- Stored items from a collection -
:::::
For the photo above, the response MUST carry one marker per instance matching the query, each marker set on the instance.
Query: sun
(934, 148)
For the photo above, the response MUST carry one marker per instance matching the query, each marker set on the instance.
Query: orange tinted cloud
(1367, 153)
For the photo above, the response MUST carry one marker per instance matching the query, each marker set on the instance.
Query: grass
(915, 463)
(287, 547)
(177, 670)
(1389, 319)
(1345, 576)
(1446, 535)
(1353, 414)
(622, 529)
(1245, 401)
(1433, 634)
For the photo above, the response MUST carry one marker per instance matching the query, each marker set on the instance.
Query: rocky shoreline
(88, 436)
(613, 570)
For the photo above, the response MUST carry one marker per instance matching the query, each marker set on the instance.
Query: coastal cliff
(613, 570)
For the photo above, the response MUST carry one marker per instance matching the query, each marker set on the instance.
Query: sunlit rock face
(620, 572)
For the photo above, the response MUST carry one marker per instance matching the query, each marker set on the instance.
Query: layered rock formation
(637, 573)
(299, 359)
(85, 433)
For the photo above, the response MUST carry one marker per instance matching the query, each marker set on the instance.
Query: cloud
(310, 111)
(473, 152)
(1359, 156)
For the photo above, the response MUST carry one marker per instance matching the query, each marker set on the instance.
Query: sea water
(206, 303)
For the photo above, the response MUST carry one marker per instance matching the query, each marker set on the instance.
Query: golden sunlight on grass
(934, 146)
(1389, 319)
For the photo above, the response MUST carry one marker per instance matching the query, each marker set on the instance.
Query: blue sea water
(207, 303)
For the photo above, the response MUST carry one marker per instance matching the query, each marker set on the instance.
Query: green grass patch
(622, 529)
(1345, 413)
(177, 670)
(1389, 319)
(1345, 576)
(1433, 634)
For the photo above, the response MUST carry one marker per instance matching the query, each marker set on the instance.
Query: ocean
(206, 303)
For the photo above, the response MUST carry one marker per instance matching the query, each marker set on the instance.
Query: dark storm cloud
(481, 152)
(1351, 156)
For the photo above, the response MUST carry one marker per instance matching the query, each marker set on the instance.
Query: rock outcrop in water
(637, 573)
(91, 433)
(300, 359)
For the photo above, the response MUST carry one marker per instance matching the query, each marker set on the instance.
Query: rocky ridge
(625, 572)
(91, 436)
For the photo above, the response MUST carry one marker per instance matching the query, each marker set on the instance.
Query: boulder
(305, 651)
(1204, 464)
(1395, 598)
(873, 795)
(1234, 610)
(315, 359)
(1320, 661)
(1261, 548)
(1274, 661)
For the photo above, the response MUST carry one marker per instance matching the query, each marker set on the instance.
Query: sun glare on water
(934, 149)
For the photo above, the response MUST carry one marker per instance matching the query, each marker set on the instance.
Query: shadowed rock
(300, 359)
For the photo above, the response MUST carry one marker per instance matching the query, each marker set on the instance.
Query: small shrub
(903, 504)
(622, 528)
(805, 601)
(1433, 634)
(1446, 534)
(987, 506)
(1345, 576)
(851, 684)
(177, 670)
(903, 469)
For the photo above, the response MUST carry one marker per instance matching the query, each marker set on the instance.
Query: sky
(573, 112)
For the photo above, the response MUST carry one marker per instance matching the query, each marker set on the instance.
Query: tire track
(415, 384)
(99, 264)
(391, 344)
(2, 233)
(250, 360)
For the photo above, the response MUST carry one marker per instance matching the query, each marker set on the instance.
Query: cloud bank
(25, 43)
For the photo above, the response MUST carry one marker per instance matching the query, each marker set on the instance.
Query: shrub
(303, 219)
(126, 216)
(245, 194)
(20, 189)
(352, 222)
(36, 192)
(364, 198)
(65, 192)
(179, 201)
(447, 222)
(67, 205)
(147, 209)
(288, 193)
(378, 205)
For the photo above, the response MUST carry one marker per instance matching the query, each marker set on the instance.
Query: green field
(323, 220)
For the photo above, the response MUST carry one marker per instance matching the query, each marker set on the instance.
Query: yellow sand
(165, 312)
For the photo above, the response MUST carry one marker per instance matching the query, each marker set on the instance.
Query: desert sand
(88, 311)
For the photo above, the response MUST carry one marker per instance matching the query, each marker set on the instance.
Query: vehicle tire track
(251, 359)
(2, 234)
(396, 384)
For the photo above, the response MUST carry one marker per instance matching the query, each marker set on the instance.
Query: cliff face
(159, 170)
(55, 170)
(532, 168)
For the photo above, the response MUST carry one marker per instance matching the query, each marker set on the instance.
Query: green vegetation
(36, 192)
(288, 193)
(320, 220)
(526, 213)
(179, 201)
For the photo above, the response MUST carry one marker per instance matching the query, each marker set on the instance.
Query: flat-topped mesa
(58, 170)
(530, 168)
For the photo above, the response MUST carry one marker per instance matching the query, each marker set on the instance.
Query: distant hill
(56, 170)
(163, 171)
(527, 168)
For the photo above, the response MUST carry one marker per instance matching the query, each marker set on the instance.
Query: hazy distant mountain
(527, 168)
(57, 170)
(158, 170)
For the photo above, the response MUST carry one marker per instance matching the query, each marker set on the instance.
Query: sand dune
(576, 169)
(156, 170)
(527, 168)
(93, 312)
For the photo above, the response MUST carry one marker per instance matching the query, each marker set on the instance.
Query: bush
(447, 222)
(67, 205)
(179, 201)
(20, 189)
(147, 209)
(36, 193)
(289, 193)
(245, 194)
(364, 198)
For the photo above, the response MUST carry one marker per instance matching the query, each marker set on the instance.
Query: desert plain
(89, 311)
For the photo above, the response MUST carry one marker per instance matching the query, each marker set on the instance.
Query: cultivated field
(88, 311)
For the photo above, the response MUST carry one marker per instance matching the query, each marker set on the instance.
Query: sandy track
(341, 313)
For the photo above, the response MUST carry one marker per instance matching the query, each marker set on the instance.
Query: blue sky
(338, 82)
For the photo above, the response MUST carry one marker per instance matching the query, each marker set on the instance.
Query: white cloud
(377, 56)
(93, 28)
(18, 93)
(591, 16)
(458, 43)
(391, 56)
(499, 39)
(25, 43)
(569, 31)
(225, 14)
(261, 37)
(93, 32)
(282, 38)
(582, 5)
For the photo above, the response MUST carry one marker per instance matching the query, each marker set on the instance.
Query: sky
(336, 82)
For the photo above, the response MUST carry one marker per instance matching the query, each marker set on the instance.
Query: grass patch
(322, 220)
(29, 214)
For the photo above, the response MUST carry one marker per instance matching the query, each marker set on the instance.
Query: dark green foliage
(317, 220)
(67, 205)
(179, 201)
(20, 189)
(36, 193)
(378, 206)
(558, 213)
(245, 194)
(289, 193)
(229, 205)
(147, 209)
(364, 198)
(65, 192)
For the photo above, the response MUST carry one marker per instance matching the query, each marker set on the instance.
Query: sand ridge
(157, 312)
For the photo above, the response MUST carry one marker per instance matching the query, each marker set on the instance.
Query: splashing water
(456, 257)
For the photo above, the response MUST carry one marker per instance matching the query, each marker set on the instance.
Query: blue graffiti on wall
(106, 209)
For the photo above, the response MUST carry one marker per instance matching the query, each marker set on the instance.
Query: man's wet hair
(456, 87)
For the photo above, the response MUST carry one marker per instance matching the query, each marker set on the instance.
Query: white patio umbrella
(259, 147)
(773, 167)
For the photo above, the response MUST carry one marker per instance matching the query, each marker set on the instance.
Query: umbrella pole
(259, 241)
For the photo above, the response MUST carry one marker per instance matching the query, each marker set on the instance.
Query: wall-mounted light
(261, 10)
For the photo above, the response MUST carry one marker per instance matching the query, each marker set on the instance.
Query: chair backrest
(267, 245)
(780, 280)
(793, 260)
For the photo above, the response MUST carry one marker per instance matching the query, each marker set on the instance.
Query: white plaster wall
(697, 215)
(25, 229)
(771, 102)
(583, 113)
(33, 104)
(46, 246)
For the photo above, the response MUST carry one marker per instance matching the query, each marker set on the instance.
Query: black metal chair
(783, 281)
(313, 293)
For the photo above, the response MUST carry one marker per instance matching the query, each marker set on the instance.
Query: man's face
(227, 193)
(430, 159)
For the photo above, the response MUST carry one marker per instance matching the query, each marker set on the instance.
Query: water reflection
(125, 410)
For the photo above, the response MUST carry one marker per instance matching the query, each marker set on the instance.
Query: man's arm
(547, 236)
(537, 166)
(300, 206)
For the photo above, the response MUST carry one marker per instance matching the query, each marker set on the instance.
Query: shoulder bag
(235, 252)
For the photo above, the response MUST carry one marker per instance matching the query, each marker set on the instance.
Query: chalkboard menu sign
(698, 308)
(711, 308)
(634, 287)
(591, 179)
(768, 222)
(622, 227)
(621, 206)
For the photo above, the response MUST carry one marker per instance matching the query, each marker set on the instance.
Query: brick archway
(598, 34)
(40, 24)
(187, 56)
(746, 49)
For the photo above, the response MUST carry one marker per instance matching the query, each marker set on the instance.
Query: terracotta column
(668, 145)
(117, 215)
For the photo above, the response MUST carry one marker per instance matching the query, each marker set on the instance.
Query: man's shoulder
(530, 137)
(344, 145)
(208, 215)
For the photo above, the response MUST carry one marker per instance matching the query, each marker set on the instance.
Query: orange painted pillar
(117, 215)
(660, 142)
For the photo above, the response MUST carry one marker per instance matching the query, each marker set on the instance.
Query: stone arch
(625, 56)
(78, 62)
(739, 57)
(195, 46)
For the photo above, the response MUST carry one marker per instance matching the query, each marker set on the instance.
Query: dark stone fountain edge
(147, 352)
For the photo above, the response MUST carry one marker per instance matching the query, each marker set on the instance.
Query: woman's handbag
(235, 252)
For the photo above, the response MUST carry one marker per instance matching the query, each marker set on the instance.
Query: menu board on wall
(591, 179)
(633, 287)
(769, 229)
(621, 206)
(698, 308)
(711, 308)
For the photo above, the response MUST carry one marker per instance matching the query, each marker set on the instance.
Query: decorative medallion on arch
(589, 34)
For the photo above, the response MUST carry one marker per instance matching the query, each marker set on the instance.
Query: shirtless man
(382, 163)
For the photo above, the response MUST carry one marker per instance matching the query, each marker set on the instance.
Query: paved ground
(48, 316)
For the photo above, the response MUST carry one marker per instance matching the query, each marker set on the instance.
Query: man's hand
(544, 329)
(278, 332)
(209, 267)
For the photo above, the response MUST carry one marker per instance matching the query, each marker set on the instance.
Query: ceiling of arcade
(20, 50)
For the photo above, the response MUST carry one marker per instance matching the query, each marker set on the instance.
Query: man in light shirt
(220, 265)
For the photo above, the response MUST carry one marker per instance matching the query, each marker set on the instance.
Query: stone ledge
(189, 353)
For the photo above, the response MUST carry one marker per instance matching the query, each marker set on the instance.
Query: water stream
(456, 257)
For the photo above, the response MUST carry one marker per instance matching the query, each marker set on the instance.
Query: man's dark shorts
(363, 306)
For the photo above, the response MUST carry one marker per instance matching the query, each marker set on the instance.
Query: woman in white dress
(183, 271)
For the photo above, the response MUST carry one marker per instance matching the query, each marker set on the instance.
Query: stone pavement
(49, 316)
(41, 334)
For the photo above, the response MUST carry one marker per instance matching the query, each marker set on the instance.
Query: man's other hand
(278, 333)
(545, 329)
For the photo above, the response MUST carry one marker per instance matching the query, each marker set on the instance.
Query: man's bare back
:::::
- Task -
Would you repeat the lines from the one containing "Query: woman in white dress" through the end of the data, exactly, with nothing before or after them?

- Your response -
Query: woman in white dress
(183, 271)
For the photo above, the response MUST carry one marker per instance matching the query, each marker set on the instance.
Query: stone pavement
(49, 316)
(41, 334)
For the photo above, the response MUST carry one marker per instance matching the query, each marker set on the instance.
Query: man's other hand
(278, 333)
(545, 329)
For the photo above, the response MUST carry one marker per instance matching the query, each marker set on the instance.
Query: man's bare back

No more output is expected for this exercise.